(Point-per-instance localization data)
>>

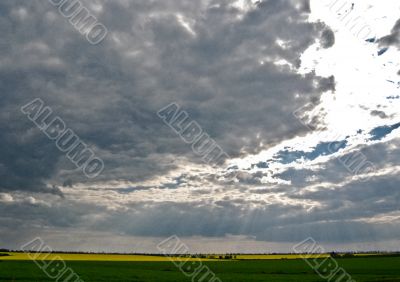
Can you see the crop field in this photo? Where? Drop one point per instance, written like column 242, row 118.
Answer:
column 151, row 268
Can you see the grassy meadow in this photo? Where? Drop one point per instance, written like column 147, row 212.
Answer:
column 110, row 268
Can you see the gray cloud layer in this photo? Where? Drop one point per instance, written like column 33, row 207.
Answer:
column 223, row 65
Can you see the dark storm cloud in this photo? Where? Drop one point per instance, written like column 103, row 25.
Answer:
column 393, row 38
column 109, row 93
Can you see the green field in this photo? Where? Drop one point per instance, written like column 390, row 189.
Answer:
column 361, row 269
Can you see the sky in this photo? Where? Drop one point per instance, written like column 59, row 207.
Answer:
column 302, row 97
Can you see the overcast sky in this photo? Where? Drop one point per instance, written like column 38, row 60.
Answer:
column 291, row 90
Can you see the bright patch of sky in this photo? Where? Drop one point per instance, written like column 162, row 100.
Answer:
column 364, row 106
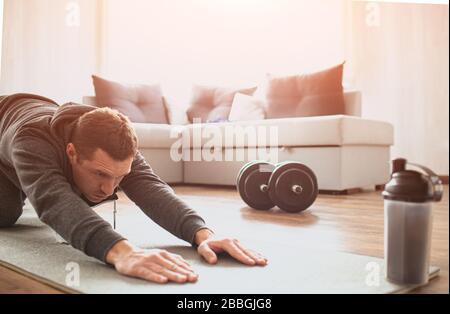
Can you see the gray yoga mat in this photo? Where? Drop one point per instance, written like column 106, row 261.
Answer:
column 31, row 248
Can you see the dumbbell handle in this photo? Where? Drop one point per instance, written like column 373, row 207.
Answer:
column 264, row 188
column 297, row 189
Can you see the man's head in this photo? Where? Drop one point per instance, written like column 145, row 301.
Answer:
column 101, row 151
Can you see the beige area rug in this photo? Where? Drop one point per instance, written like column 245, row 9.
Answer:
column 31, row 248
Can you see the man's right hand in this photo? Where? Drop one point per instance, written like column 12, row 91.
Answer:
column 153, row 265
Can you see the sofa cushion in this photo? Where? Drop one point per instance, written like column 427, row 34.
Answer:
column 141, row 103
column 213, row 103
column 337, row 130
column 246, row 107
column 306, row 95
column 154, row 135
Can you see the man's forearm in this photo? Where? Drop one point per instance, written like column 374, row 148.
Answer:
column 118, row 251
column 202, row 235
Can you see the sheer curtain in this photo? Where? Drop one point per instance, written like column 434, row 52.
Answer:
column 50, row 47
column 1, row 34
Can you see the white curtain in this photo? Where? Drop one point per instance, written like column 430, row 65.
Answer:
column 50, row 47
column 1, row 34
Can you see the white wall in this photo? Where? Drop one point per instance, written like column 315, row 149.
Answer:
column 50, row 47
column 224, row 42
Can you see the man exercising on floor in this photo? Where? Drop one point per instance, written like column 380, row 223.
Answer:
column 68, row 158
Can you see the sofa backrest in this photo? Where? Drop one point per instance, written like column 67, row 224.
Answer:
column 352, row 99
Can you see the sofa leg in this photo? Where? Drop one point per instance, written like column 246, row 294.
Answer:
column 343, row 192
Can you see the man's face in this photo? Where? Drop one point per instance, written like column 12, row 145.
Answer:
column 97, row 177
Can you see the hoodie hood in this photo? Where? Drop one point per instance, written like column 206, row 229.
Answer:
column 63, row 121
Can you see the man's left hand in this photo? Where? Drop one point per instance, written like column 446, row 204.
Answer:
column 209, row 246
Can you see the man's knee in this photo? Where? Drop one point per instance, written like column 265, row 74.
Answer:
column 8, row 218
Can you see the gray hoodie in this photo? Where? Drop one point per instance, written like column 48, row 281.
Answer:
column 34, row 132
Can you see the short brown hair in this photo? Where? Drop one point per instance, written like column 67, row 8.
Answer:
column 106, row 129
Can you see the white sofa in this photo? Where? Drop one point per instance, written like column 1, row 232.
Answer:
column 346, row 152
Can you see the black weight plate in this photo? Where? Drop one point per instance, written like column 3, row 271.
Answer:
column 249, row 181
column 286, row 175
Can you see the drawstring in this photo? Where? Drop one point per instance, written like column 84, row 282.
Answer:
column 114, row 214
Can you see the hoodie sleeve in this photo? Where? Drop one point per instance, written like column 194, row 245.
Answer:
column 51, row 194
column 159, row 202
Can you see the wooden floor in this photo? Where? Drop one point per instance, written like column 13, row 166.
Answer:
column 351, row 223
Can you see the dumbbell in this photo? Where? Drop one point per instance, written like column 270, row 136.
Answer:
column 290, row 185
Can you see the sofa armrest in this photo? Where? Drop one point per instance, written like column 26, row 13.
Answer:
column 352, row 100
column 89, row 100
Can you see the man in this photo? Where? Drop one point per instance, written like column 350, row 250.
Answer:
column 66, row 159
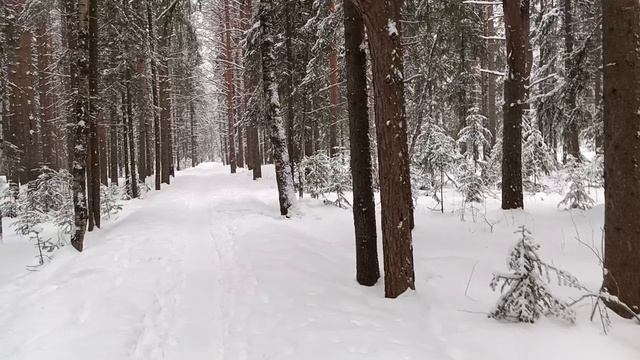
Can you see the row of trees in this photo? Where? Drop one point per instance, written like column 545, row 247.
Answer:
column 417, row 65
column 108, row 89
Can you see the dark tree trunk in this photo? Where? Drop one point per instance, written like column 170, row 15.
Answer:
column 516, row 17
column 47, row 99
column 364, row 211
column 141, row 113
column 333, row 93
column 156, row 102
column 491, row 77
column 228, row 75
column 571, row 132
column 83, row 119
column 621, row 57
column 192, row 130
column 384, row 33
column 102, row 143
column 284, row 178
column 129, row 134
column 93, row 181
column 113, row 153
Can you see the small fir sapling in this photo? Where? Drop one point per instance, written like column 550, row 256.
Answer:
column 324, row 175
column 525, row 292
column 473, row 138
column 317, row 170
column 340, row 179
column 437, row 156
column 8, row 203
column 492, row 169
column 537, row 158
column 46, row 200
column 110, row 197
column 577, row 197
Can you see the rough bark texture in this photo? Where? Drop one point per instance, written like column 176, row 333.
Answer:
column 621, row 56
column 571, row 131
column 154, row 92
column 130, row 139
column 333, row 92
column 83, row 118
column 47, row 99
column 142, row 115
column 253, row 139
column 113, row 142
column 491, row 77
column 382, row 19
column 228, row 79
column 364, row 211
column 516, row 17
column 284, row 178
column 93, row 180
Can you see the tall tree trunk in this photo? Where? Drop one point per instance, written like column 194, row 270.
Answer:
column 83, row 118
column 124, row 125
column 516, row 17
column 383, row 23
column 364, row 211
column 47, row 98
column 621, row 59
column 284, row 178
column 571, row 131
column 491, row 77
column 113, row 152
column 129, row 133
column 93, row 181
column 228, row 50
column 142, row 115
column 253, row 139
column 333, row 92
column 102, row 143
column 156, row 101
column 192, row 128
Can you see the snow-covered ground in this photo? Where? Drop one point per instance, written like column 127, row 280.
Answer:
column 206, row 269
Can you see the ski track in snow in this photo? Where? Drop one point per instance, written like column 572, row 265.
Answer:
column 205, row 269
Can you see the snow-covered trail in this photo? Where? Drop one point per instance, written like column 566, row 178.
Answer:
column 206, row 269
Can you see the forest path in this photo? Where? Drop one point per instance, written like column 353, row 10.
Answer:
column 157, row 282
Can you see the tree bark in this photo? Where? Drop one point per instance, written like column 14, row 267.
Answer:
column 284, row 179
column 47, row 99
column 154, row 91
column 93, row 181
column 571, row 132
column 621, row 59
column 83, row 118
column 491, row 77
column 228, row 76
column 333, row 92
column 516, row 17
column 383, row 23
column 364, row 211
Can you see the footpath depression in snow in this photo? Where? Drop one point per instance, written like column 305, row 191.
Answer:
column 206, row 269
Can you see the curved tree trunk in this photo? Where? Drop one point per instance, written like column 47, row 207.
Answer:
column 621, row 56
column 382, row 19
column 284, row 178
column 516, row 17
column 364, row 211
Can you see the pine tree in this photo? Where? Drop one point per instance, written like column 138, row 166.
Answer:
column 577, row 197
column 537, row 158
column 621, row 59
column 516, row 17
column 525, row 292
column 364, row 214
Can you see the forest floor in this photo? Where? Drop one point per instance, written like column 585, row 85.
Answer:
column 206, row 269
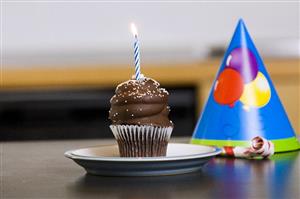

<<

### WHAT IS BEING ASKED
Please print each entry exactly as given and keep pictures out of it.

### ANSWER
Can you see the crop field in this photo? Where? Drop one point per instance, written like column 242, row 118.
Answer:
column 151, row 268
Can you see the grassy meadow in this photo? Where? Drop one point per instance, written like column 147, row 212.
Answer:
column 110, row 268
Can you see the gray cloud layer in this photo? Where? Drop one point per instance, written like column 33, row 207.
Answer:
column 223, row 65
Can you see the dark storm cloud in this photo? Where? Drop one point per instance, written like column 103, row 25.
Answer:
column 393, row 38
column 109, row 93
Can you see the green field in this photo? Where? Drop one point per instance, written like column 390, row 189.
Answer:
column 361, row 269
Can you see the sky in this photo? Where? Drop one point per instance, written like column 59, row 207.
Answer:
column 302, row 97
Can you see the overcast sky in this photo? Where? Drop one point per instance, written like column 38, row 60.
Answer:
column 291, row 90
Can you see the bright patch of sky in this photo? Where? Drop one point per instance, written like column 162, row 100.
Answer:
column 364, row 106
Can you see the gray yoga mat in this photo? Where? Drop one point per instance, written like column 106, row 261.
Answer:
column 31, row 248
Can you see the dumbbell handle in this photo? Where? Drop one point per instance, written like column 373, row 207.
Answer:
column 264, row 188
column 297, row 189
Can you see the man's head in this photo? Where? Drop one point per instance, written like column 145, row 301.
Answer:
column 101, row 151
Can you see the beige area rug in this photo? Where? Drop one point per instance, written like column 245, row 9.
Answer:
column 31, row 248
Can you see the man's right hand in this photo? Where? Drop one point per instance, written like column 12, row 91.
Answer:
column 153, row 265
Can you see the sofa cushion in this photo? Where? Drop one point per instance, written like column 427, row 34.
Answer:
column 141, row 103
column 213, row 103
column 337, row 130
column 246, row 107
column 306, row 95
column 154, row 135
Can you see the man's forearm in this photo? Where? Drop one point per instance, written like column 374, row 148.
Answer:
column 118, row 251
column 202, row 235
Can you see the sheer curtain in this photo? Where? Drop one point per instance, written like column 434, row 52.
Answer:
column 50, row 47
column 1, row 34
Can you see the white curtain in this photo? Where? Drop one point per instance, written like column 430, row 65.
Answer:
column 50, row 47
column 1, row 34
Can you see the white wall in this photo? Where? Drop one point per instance, written like column 315, row 149.
Answer:
column 50, row 47
column 224, row 42
Can you see the man exercising on floor in this photo? Where? Drop one point per instance, written like column 380, row 223.
Answer:
column 68, row 158
Can you see the sofa backrest in this photo? Where? Drop one point per instance, written like column 67, row 224.
Answer:
column 352, row 99
Can you see the sofa leg in this photo? Where? Drop one point per instance, written like column 246, row 294.
Answer:
column 343, row 192
Can you see the man's face in this photo? Where? Drop one point per instance, written like column 12, row 145.
Answer:
column 97, row 177
Can you see the hoodie hood in this photo? Where? Drop one point per instance, written like column 206, row 229.
Answer:
column 63, row 121
Can you see the man's left hand in this photo? Where? Drop one point per instance, written like column 446, row 204.
Answer:
column 209, row 246
Can you see the man's knee in this photo? Where? Drop one point per instance, written like column 265, row 74.
Answer:
column 8, row 218
Can you see the gray hoodie in this photo? Where? Drop one point per instance, written like column 48, row 281.
Answer:
column 34, row 132
Can you see the short brown hair in this photo? Where? Drop one point per instance, written like column 67, row 8.
Answer:
column 106, row 129
Can you see the white sofa in this photo? Where? Drop one point per instance, written like column 1, row 232.
Answer:
column 346, row 152
Can you see the black weight plate in this photo? Where? Drop one point per instance, written like column 3, row 271.
Answer:
column 249, row 181
column 286, row 175
Can you see the drawstring in this photo? Where? Drop one point per instance, written like column 84, row 282.
Answer:
column 114, row 214
Can you see the hoodie sleeve in this photo? Where? Drop one point per instance, written like column 194, row 245.
Answer:
column 51, row 194
column 159, row 202
Can you see the wooden floor in this photo? Where? Drop one point per instance, written like column 13, row 166.
Answer:
column 351, row 223
Can you see the dumbbell in this photo? Where? Drop one point per instance, written like column 270, row 136.
Answer:
column 290, row 185
Can you see the sofa armrest in this photo? Where? Drop one point per instance, written like column 26, row 13.
Answer:
column 352, row 100
column 89, row 100
Can you see the man in this photo? Where? Drop one point per instance, written like column 350, row 250.
Answer:
column 66, row 159
Can you see the row of trees in this photo? Where? Drop one point per instance, written like column 545, row 247.
Answer:
column 417, row 65
column 108, row 89
Can you see the dark tree trunk in this photo? Where? Drop one point per instance, written like column 170, row 15.
Answer:
column 516, row 17
column 47, row 99
column 364, row 211
column 141, row 113
column 333, row 93
column 156, row 102
column 491, row 77
column 228, row 75
column 571, row 132
column 83, row 119
column 621, row 57
column 192, row 130
column 384, row 33
column 102, row 143
column 284, row 178
column 129, row 134
column 93, row 181
column 113, row 153
Can you see the small fir sapling in this photo? Where? Drop one point per instance, written like column 550, row 256.
Answer:
column 324, row 175
column 525, row 292
column 473, row 138
column 317, row 170
column 340, row 179
column 437, row 156
column 8, row 203
column 492, row 169
column 537, row 158
column 46, row 200
column 110, row 197
column 577, row 197
Can you see the rough bark texture in this photo? Where? Drop one point per instance, written like column 176, row 333.
Answer:
column 621, row 56
column 571, row 131
column 154, row 92
column 130, row 139
column 333, row 92
column 83, row 118
column 47, row 99
column 142, row 115
column 253, row 139
column 113, row 142
column 491, row 77
column 382, row 19
column 228, row 79
column 364, row 211
column 516, row 17
column 284, row 178
column 93, row 180
Can you see the tall tree trunk in this photo? Where? Drop one point per instance, written like column 194, row 270.
Answer:
column 83, row 118
column 124, row 125
column 516, row 17
column 383, row 23
column 364, row 211
column 47, row 98
column 621, row 59
column 284, row 178
column 571, row 131
column 491, row 77
column 113, row 152
column 129, row 133
column 93, row 181
column 228, row 50
column 142, row 115
column 253, row 139
column 333, row 92
column 102, row 143
column 156, row 101
column 192, row 128
Can you see the snow-covered ground in this photo? Where? Drop one point per instance, written like column 127, row 280.
Answer:
column 206, row 269
Can you see the ski track in snow in this photo? Where? Drop one point per instance, written like column 572, row 265.
Answer:
column 205, row 269
Can you see the snow-covered trail in this photo? Where? Drop one point per instance, written like column 566, row 178.
Answer:
column 206, row 269
Can you see the forest path in this photo? Where? Drop one point per instance, written like column 353, row 10.
Answer:
column 157, row 282
Can you see the tree bark in this photo? Where? Drop one point per instance, written like column 14, row 267.
Answer:
column 284, row 179
column 47, row 99
column 154, row 91
column 93, row 181
column 571, row 132
column 621, row 59
column 83, row 118
column 491, row 77
column 228, row 76
column 333, row 92
column 516, row 17
column 383, row 23
column 364, row 211
Can you see the footpath depression in snow in this photo? Where? Drop one point per instance, written like column 305, row 191.
Answer:
column 206, row 269
Can you see the curved tree trunk in this photo? Where? Drop one point per instance, written like column 47, row 207.
Answer:
column 621, row 56
column 382, row 19
column 284, row 178
column 516, row 17
column 364, row 211
Can you see the pine tree in this photo? Where? Drop one point per instance, written like column 138, row 166.
Answer:
column 577, row 197
column 537, row 158
column 621, row 59
column 516, row 17
column 525, row 292
column 364, row 214
Can you see the forest floor in this photo? Where? Drop one point per instance, written like column 585, row 85.
Answer:
column 206, row 269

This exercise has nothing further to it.